▶ TASK TO CARRY OUT: Every record must be copied exactly, from first line to last.
Segment Start: INPUT
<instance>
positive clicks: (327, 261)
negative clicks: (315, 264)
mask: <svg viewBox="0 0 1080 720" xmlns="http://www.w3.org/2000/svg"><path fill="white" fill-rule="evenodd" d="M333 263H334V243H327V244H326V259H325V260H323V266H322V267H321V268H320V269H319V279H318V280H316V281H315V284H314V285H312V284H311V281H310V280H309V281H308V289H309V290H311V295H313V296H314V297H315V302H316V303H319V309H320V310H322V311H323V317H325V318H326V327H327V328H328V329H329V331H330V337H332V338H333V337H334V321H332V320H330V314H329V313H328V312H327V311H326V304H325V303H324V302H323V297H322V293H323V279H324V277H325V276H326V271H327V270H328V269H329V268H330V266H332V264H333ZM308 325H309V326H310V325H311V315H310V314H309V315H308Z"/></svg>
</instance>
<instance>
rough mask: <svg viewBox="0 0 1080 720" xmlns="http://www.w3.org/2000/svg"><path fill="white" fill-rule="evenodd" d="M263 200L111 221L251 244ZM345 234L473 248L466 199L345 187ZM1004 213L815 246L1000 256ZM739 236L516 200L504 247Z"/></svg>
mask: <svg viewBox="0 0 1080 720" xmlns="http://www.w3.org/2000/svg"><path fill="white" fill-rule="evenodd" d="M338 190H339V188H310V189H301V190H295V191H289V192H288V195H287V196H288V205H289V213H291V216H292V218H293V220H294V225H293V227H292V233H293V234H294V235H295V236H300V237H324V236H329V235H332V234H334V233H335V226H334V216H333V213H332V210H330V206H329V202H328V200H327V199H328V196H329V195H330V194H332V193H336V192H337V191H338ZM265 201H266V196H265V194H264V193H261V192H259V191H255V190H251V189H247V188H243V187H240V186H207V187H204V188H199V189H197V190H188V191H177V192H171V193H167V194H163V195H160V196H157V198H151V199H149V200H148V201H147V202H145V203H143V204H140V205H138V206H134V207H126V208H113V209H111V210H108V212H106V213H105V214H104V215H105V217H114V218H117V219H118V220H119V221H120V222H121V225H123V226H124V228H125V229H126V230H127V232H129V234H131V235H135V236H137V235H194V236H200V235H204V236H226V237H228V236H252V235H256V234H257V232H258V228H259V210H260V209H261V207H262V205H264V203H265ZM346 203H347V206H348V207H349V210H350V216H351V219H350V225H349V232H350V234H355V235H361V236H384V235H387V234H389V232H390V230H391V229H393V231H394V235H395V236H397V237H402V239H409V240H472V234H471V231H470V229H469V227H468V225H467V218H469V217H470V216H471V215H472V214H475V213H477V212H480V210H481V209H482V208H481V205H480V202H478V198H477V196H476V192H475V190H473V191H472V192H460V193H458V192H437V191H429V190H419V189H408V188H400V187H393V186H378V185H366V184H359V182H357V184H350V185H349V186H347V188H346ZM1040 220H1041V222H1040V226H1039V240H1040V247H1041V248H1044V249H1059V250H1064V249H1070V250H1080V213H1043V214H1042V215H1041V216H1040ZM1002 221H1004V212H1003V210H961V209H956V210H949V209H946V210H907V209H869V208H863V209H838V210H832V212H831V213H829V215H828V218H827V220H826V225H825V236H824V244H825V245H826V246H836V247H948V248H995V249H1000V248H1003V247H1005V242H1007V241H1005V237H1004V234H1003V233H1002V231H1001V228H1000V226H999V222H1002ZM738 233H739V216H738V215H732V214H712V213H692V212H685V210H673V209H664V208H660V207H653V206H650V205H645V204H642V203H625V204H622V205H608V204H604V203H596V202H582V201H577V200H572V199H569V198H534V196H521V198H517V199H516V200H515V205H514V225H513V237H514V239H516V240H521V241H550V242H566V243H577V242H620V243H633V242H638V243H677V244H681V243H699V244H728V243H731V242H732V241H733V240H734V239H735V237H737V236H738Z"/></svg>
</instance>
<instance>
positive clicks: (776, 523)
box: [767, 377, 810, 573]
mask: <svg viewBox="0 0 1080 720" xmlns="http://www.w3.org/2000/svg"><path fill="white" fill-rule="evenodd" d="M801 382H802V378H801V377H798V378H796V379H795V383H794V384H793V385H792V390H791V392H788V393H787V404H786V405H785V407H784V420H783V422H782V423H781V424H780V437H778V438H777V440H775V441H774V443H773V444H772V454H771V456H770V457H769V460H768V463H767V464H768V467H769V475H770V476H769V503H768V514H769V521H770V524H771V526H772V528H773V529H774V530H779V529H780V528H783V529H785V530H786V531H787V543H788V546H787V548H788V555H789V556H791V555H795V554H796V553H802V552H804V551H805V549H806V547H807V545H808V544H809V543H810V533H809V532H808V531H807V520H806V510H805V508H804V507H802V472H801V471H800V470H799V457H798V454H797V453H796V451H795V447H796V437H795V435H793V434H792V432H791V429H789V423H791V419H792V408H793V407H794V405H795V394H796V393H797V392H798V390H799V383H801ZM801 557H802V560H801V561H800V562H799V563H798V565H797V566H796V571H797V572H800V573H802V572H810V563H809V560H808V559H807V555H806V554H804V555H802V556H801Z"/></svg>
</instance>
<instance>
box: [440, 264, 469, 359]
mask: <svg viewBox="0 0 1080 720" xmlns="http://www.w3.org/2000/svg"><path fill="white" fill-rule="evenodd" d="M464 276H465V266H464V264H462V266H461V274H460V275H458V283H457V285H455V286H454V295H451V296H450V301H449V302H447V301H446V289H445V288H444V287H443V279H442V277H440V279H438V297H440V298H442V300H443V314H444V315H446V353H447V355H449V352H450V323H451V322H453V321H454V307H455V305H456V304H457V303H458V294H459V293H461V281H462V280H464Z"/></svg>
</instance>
Segment End: INPUT
▶ YOUR SOLUTION:
<instance>
positive clicks: (327, 261)
negative clicks: (315, 264)
mask: <svg viewBox="0 0 1080 720" xmlns="http://www.w3.org/2000/svg"><path fill="white" fill-rule="evenodd" d="M333 263H334V243H327V244H326V259H325V260H323V266H322V267H321V268H320V269H319V279H318V280H316V281H315V284H314V285H312V284H311V281H310V280H309V281H308V289H309V290H311V295H313V296H314V297H315V302H316V303H319V309H320V310H322V311H323V317H325V318H326V327H327V328H328V329H329V331H330V337H332V338H333V337H334V321H332V320H330V314H329V313H328V312H327V311H326V304H325V303H324V302H323V297H322V293H323V279H324V277H325V276H326V271H327V270H328V269H329V268H330V266H332V264H333ZM308 325H309V326H310V325H311V315H310V314H309V315H308Z"/></svg>
</instance>
<instance>
rough mask: <svg viewBox="0 0 1080 720" xmlns="http://www.w3.org/2000/svg"><path fill="white" fill-rule="evenodd" d="M263 200L111 221L251 244ZM345 234L473 248L466 199L345 187ZM1004 213L815 246L1000 256ZM739 236L516 200L504 247Z"/></svg>
mask: <svg viewBox="0 0 1080 720" xmlns="http://www.w3.org/2000/svg"><path fill="white" fill-rule="evenodd" d="M338 190H339V188H310V189H301V190H295V191H289V192H288V195H287V196H288V205H289V213H291V216H292V218H293V220H294V225H293V227H292V233H293V234H294V235H295V236H300V237H324V236H329V235H332V234H334V233H335V226H334V216H333V213H332V210H330V206H329V202H328V200H327V199H328V196H329V195H330V194H332V193H336V192H337V191H338ZM265 201H266V196H265V194H264V193H261V192H259V191H255V190H251V189H247V188H243V187H240V186H207V187H204V188H199V189H197V190H188V191H177V192H171V193H167V194H163V195H160V196H157V198H151V199H149V200H148V201H147V202H145V203H143V204H140V205H138V206H134V207H126V208H113V209H111V210H108V212H106V213H105V214H104V215H105V217H114V218H117V219H118V220H119V221H120V222H121V225H123V226H124V228H125V229H126V230H127V232H129V234H131V235H135V236H137V235H194V236H200V235H204V236H226V237H228V236H252V235H256V234H257V232H258V228H259V210H260V209H261V207H262V205H264V203H265ZM346 203H347V206H348V207H349V210H350V216H351V219H350V225H349V232H350V234H355V235H361V236H384V235H387V234H389V232H390V230H391V229H393V231H394V235H395V236H397V237H402V239H409V240H472V234H471V231H470V229H469V227H468V225H467V218H469V217H470V216H471V215H472V214H475V213H477V212H480V210H481V209H482V208H481V205H480V202H478V198H477V196H476V192H475V190H473V191H472V192H460V193H458V192H437V191H429V190H419V189H408V188H400V187H393V186H378V185H366V184H359V182H357V184H350V185H349V186H347V188H346ZM1040 220H1041V222H1040V226H1039V240H1040V247H1041V248H1044V249H1059V250H1064V249H1070V250H1080V213H1043V214H1042V215H1041V216H1040ZM1002 221H1004V212H1003V210H961V209H956V210H949V209H946V210H907V209H869V208H863V209H838V210H832V212H831V213H829V215H828V218H827V220H826V225H825V236H824V244H825V245H826V246H836V247H948V248H995V249H1000V248H1003V247H1005V242H1007V241H1005V237H1004V234H1003V233H1002V231H1001V228H1000V226H999V222H1002ZM738 233H739V216H738V215H732V214H712V213H692V212H685V210H673V209H664V208H660V207H653V206H650V205H645V204H642V203H625V204H622V205H608V204H604V203H596V202H582V201H577V200H572V199H569V198H534V196H521V198H517V199H516V200H515V205H514V225H513V237H514V239H516V240H521V241H550V242H566V243H577V242H620V243H633V242H638V243H677V244H681V243H699V244H728V243H731V242H732V241H733V240H734V239H735V237H737V236H738Z"/></svg>
</instance>
<instance>
positive clicks: (776, 523)
box: [767, 377, 810, 573]
mask: <svg viewBox="0 0 1080 720" xmlns="http://www.w3.org/2000/svg"><path fill="white" fill-rule="evenodd" d="M801 382H802V378H801V377H798V378H796V379H795V383H794V384H793V385H792V390H791V392H788V393H787V404H786V405H785V407H784V420H783V422H782V423H781V424H780V437H778V438H777V440H775V441H774V443H773V444H772V454H771V456H770V457H769V460H768V463H767V464H768V467H769V475H770V476H769V503H768V514H769V521H770V524H771V526H772V528H773V529H774V530H779V529H780V528H783V529H785V530H786V531H787V543H788V546H787V548H788V555H789V556H791V555H795V554H796V553H802V552H804V551H805V549H806V547H807V545H808V544H809V543H810V533H809V532H808V531H807V520H806V510H805V508H804V507H802V472H801V471H800V470H799V457H798V454H797V453H796V451H795V447H796V437H795V435H793V434H792V432H791V429H789V423H791V419H792V408H793V407H794V405H795V394H796V393H797V392H798V390H799V383H801ZM801 557H802V560H801V561H800V562H799V563H798V565H797V566H796V571H797V572H800V573H802V572H810V563H809V560H808V559H807V555H806V554H804V555H802V556H801Z"/></svg>
</instance>
<instance>
box: [440, 264, 469, 359]
mask: <svg viewBox="0 0 1080 720" xmlns="http://www.w3.org/2000/svg"><path fill="white" fill-rule="evenodd" d="M464 276H465V266H464V264H462V266H461V274H460V275H458V283H457V285H455V286H454V295H451V296H450V301H449V302H447V301H446V289H445V288H444V287H443V279H442V277H440V279H438V297H440V298H442V300H443V314H444V315H446V353H447V355H449V352H450V323H451V322H453V321H454V307H455V305H456V304H457V303H458V294H459V293H461V281H462V280H464Z"/></svg>
</instance>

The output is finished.